▶ TASK GOAL: Format the part of the entries that opens with the line containing "query: japanese castle" and closes with the line containing "Provide the mask of every instance of the japanese" as a JSON list of strings, one string per line with blank lines omitted, covering only those lines.

═══ TASK DATA

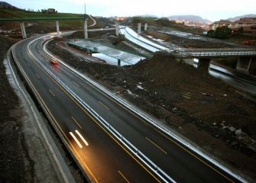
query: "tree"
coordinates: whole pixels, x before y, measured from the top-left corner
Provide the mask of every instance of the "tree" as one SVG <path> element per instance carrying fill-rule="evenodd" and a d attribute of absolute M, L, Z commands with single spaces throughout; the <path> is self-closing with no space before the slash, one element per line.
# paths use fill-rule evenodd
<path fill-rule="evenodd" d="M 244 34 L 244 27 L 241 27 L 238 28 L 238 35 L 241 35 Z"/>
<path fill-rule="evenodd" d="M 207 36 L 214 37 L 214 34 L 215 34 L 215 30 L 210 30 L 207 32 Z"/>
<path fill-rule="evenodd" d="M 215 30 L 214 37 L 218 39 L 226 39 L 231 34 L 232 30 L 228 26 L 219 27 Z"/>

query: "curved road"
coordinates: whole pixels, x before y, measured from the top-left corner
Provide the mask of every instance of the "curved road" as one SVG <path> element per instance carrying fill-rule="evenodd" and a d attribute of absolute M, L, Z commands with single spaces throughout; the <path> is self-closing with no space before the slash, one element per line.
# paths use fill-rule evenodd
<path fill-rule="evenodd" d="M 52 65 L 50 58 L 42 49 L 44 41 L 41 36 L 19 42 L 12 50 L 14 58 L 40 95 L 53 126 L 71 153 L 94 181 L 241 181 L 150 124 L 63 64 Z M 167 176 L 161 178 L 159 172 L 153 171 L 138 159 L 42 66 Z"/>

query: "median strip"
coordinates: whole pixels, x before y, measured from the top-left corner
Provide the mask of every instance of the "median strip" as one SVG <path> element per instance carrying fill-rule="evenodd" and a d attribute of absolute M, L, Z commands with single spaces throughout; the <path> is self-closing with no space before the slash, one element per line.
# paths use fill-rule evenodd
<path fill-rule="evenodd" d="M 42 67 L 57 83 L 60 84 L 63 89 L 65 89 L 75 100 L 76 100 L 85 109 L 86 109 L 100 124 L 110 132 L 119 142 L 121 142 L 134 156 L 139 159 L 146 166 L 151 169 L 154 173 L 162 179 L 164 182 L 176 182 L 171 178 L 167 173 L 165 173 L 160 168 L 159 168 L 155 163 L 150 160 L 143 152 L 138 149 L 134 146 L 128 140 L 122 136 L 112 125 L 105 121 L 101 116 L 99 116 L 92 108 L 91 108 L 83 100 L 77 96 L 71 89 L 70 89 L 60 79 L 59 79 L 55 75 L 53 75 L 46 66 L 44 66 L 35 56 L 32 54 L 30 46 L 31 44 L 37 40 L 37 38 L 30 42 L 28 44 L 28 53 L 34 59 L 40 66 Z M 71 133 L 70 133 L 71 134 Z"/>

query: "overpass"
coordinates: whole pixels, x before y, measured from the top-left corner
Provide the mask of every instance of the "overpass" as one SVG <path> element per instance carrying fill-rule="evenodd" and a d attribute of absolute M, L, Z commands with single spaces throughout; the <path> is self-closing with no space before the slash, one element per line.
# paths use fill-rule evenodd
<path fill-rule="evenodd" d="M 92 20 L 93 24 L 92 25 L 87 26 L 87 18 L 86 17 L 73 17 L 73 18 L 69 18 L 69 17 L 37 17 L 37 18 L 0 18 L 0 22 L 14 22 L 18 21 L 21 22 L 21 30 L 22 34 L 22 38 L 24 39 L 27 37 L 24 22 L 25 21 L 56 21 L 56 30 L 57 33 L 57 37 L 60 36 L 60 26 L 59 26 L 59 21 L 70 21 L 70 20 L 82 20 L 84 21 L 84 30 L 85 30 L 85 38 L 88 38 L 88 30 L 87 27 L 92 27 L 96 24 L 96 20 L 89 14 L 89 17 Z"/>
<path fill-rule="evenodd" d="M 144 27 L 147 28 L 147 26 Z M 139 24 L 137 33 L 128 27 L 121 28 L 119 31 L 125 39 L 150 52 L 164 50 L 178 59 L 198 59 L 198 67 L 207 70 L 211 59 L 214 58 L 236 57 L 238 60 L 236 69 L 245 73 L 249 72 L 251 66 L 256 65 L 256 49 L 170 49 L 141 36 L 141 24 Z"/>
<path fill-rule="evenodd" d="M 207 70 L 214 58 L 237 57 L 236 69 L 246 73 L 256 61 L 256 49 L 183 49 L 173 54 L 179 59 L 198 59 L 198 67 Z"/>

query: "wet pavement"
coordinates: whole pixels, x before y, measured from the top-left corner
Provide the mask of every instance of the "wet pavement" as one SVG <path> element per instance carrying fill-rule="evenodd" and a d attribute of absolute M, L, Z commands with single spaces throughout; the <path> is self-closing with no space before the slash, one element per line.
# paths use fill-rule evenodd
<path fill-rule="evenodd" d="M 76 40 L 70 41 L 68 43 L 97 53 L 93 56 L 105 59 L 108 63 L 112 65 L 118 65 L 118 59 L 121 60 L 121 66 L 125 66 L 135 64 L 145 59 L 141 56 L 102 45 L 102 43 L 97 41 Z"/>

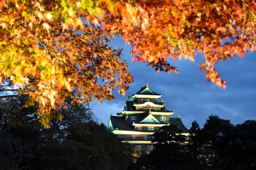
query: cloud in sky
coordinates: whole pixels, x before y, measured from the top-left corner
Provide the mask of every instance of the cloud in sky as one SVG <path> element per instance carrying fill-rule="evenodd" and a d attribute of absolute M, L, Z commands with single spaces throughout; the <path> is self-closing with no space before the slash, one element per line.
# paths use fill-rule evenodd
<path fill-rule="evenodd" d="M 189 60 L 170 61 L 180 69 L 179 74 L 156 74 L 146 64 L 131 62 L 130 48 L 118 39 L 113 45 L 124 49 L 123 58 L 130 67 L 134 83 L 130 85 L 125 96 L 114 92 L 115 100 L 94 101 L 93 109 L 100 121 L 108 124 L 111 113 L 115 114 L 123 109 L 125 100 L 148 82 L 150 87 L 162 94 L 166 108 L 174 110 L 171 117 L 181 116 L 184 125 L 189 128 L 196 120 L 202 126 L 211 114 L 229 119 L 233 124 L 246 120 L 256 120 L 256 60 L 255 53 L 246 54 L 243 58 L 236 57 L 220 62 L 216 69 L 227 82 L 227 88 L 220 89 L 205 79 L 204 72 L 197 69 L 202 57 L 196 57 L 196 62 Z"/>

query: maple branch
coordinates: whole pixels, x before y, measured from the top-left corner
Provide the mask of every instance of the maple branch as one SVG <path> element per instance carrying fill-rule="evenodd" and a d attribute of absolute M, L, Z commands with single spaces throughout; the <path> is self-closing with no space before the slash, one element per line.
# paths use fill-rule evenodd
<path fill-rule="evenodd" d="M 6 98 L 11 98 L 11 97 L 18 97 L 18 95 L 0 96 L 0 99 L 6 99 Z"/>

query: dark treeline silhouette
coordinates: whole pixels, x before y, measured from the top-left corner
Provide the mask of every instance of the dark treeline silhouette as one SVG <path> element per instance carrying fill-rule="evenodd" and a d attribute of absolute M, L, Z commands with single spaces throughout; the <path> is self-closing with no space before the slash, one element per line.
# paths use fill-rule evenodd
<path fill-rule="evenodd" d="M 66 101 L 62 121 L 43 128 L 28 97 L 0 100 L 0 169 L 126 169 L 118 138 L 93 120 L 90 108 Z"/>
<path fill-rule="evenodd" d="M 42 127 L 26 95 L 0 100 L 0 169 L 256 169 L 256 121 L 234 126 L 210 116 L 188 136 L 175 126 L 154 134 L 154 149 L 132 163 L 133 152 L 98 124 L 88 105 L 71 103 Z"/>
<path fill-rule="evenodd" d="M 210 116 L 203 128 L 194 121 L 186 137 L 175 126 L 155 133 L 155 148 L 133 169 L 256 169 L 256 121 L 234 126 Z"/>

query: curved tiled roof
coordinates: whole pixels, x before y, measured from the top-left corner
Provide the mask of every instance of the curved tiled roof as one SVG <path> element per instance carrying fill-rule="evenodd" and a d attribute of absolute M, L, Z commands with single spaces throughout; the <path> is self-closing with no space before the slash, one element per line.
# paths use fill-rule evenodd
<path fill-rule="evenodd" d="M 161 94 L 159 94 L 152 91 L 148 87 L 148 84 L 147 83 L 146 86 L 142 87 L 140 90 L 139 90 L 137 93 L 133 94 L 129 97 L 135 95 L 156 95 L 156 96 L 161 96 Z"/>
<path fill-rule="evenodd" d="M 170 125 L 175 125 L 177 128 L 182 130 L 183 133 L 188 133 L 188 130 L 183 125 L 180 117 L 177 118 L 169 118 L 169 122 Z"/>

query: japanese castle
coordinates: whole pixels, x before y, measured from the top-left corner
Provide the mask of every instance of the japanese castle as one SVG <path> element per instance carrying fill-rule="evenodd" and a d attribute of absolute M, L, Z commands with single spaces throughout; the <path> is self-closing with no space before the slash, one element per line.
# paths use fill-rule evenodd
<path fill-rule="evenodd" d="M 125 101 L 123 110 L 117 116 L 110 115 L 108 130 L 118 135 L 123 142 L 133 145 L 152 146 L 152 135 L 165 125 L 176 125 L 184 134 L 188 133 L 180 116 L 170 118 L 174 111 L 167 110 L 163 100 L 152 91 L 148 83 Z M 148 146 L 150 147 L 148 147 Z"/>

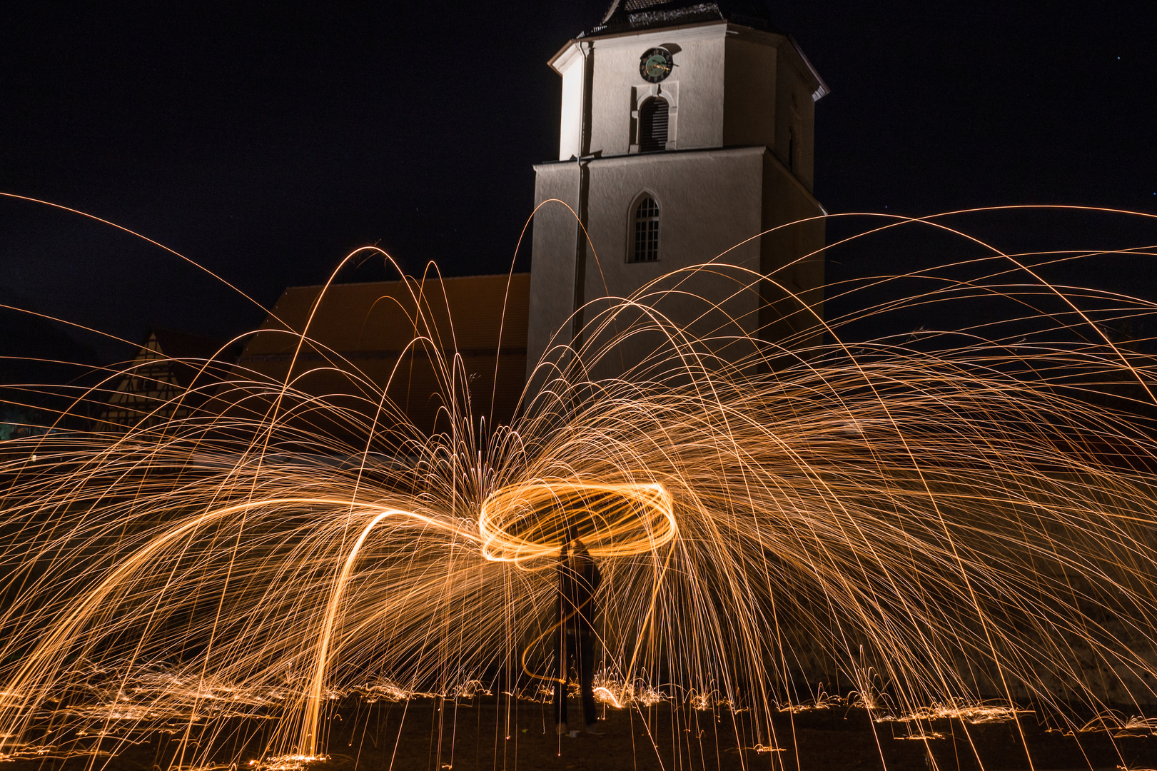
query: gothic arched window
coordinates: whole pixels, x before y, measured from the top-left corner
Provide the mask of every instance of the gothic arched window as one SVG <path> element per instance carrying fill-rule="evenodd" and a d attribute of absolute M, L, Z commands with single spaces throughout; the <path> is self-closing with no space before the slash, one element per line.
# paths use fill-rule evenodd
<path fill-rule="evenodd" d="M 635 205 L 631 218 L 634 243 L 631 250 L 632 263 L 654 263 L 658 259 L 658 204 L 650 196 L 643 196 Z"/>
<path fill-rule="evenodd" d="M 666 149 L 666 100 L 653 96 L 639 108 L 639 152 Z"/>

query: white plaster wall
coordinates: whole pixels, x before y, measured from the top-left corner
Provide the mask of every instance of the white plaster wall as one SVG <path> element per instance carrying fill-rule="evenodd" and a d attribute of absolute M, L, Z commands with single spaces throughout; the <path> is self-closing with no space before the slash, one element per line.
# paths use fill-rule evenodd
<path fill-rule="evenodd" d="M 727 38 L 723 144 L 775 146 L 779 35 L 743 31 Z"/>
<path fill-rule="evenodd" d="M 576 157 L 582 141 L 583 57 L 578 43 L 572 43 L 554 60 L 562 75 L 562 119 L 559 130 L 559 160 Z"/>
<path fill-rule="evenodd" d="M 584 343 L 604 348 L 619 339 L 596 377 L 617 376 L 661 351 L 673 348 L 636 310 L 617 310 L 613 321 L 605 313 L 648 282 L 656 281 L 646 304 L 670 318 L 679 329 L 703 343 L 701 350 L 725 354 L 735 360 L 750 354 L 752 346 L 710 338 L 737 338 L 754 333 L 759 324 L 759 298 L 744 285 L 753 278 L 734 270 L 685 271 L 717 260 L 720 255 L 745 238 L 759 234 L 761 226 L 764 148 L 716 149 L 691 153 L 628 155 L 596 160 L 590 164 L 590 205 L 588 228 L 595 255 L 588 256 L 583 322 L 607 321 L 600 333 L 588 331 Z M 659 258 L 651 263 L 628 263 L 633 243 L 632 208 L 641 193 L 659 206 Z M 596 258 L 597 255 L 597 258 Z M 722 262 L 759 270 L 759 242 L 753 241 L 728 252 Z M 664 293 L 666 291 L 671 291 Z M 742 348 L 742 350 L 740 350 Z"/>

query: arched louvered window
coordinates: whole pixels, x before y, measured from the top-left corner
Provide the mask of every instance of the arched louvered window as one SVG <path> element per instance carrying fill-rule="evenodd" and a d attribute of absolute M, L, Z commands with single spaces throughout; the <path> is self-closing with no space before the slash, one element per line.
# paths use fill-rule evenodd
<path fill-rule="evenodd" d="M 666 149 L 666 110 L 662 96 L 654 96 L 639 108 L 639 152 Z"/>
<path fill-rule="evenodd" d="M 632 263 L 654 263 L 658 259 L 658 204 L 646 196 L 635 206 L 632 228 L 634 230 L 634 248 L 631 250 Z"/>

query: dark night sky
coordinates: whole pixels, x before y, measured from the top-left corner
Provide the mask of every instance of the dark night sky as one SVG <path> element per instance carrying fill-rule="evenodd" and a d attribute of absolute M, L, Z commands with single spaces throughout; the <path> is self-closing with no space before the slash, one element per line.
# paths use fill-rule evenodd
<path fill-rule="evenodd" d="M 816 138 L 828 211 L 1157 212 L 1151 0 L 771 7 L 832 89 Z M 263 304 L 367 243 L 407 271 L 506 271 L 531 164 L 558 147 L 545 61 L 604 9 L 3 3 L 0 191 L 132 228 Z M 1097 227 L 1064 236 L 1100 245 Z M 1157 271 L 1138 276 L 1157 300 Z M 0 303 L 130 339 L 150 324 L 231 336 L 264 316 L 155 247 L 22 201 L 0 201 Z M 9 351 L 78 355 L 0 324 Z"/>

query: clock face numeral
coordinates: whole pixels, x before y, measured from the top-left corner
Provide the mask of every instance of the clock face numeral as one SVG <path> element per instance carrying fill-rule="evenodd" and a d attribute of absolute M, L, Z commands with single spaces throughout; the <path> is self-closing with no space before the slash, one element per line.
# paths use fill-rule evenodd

══════

▶ RESPONSE TO THE TASK:
[
  "query: japanese castle",
  "coordinates: whole pixels, x before y, measured from the top-left corner",
  "Provide the mask of every instance of the japanese castle as one SVG <path> element per instance carrying fill-rule=\"evenodd\" and a d attribute of absolute M, L, Z commands with single spaces throughout; the <path> is self-closing with no space before the slash, one element per line."
]